Tasks to carry out =
(1) According to the article on rapid antigen tests, for about how long is an infected person typically able to spread the coronavirus to others?
(2) Repeat the passage of the article on rapid antigen tests that begins at the words "Typically, an infected" and stops after "chains of transmission.".
(3) Which people does the article on rapid antigen tests name?

Document excerpt =

Rapid antigen tests are failing to detect the first few days of COVID-19 infections, a period when people are already capable of transmitting the virus, according to a prominent German virologist.
The shortcoming could undermine efforts to use these fast and cheap tests, already widely deployed across Germany, the U.K. and the U.S., to determine if someone can safely enter a place where people are congregating, Christian Drosten, head of the virology department at Berlin’s Charite hospital, said on a podcast.
It will probably take months before this phenomenon is backed up by clinical data in scientific journals, he said. That’s because, for now, few people who believe they are healthy are subjecting themselves on the same day to both a rapid antigen test and a molecular test, such as one based on the reverse transcription polymerase chain reaction (PCR) method, the gold standard for accuracy.
“All I can say right now, as an expert with professional experience, is that this is how it unfortunately looks,” Drosten said. “These dangers exist.”
Typically, an infected person is capable of spreading the coronavirus to others for about eight days, a window that begins a couple of days before the onset of symptoms, Drosten noted. While PCR tests can detect pre-symptomatic infections, they are not often used with that goal in mind unless someone knows they have been exposed to the virus.
Molecular tests are complex and expensive, and people often have to wait a day or two to get their results, which can delay the contact tracing and quarantining that helps break chains of transmission.
Fast and cheap, rapid antigen tests are often hailed as a potential solution to these problems. While they are not quite as sensitive as PCR tests, there are versions available that are quite reliable, especially if people use them several times a week. Because of their ease of use, they can capture COVID-19 infections that might not otherwise be spotted.
U.S. regulators this month authorized quick tests made by Abbott Laboratories and Quidel Corp. for use at home without a prescription, opening the door to their wide availability at retail stores.
In a paper published in March — not yet peer reviewed — researchers led by Rebecca L. Smith at the University of Illinois at Urbana-Champaign found that, among other things, PCR tests were indeed better at detecting infections early on than a Quidel rapid antigen test. But the difference narrowed after a few days, along with when the different tests were repeatedly used on people.
Meanwhile, other studies have shown that while PCR tests do detect infections earlier than rapid antigen tests, that advantage lasts for “around a day or even less,” says Jitka Polechova of the University of Vienna, who wrote a review comparing PCR tests to antigen tests.
“Given that PCR tests results are usually not returned within a day, both testing methods are similarly effective in preventing spread if used correctly and frequently,” Polechova said.
According to Drosten, as rapid antigen tests proliferate, it’s becoming clear that people sometimes test negative with these new tools before subsequently coming down with COVID-19 symptoms and testing positive later.
The proliferation of variants of the virus could be one reason for this delay in catching cases, Drosten said.
Another factor could be that the swabs used for rapid antigen tests tend to collect dead human cells teeming with proteins from the virus. However, in the first few days of an infection, most of the human cells are still alive, churning out fresh copies of the virus, making those viral proteins harder to detect, Drosten said.
PCR tests, meanwhile, can register a positive result after detecting a tiny amount of the virus’s nucleic acids.
Even if rapid antigen tests miss the first few days of an infection, they are still powerful tools, Drosten said, because they can show whether someone who is already experiencing symptoms actually has COVID-19. They are useful, too, for identifying clusters in settings such as schools, even if it takes a few days to uncover those cases.
The risk comes when governments and businesses put too much trust in the tests’ ability to determine whether someone is capable of infecting others.
“It’s too simplistic to say what’s sometimes being argued politically under the motto, ‘now we can open everything because we have these rapid tests,’” Drosten said.

Record excerpts =

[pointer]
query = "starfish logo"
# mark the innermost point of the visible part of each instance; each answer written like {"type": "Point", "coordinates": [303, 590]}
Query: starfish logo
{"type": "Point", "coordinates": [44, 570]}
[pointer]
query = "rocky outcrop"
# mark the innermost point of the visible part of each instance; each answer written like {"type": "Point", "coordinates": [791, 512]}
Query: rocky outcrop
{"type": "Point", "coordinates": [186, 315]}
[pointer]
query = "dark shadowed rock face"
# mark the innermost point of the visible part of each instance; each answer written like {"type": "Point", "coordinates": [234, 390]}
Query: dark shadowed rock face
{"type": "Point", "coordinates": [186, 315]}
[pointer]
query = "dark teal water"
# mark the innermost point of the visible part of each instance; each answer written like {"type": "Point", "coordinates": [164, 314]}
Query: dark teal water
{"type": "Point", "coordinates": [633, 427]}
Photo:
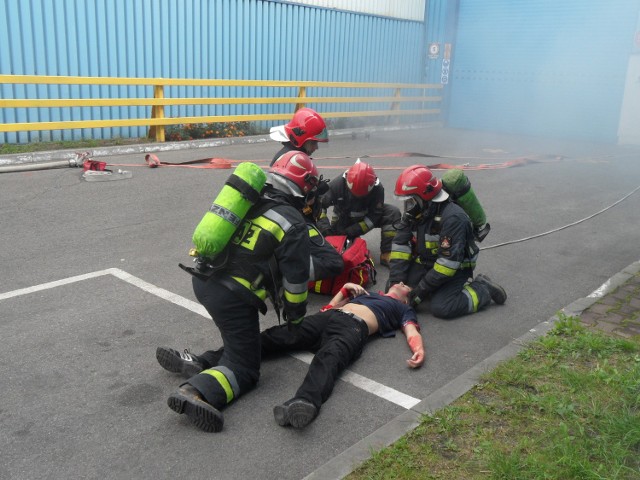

Answers by item =
(1) About eight days.

(2)
Typically, an infected person is capable of spreading the coronavirus to others for about eight days, a window that begins a couple of days before the onset of symptoms, Drosten noted. While PCR tests can detect pre-symptomatic infections, they are not often used with that goal in mind unless someone knows they have been exposed to the virus.
Molecular tests are complex and expensive, and people often have to wait a day or two to get their results, which can delay the contact tracing and quarantining that helps break chains of transmission.

(3) Christian Drosten, Rebecca L. Smith, Jitka Polechova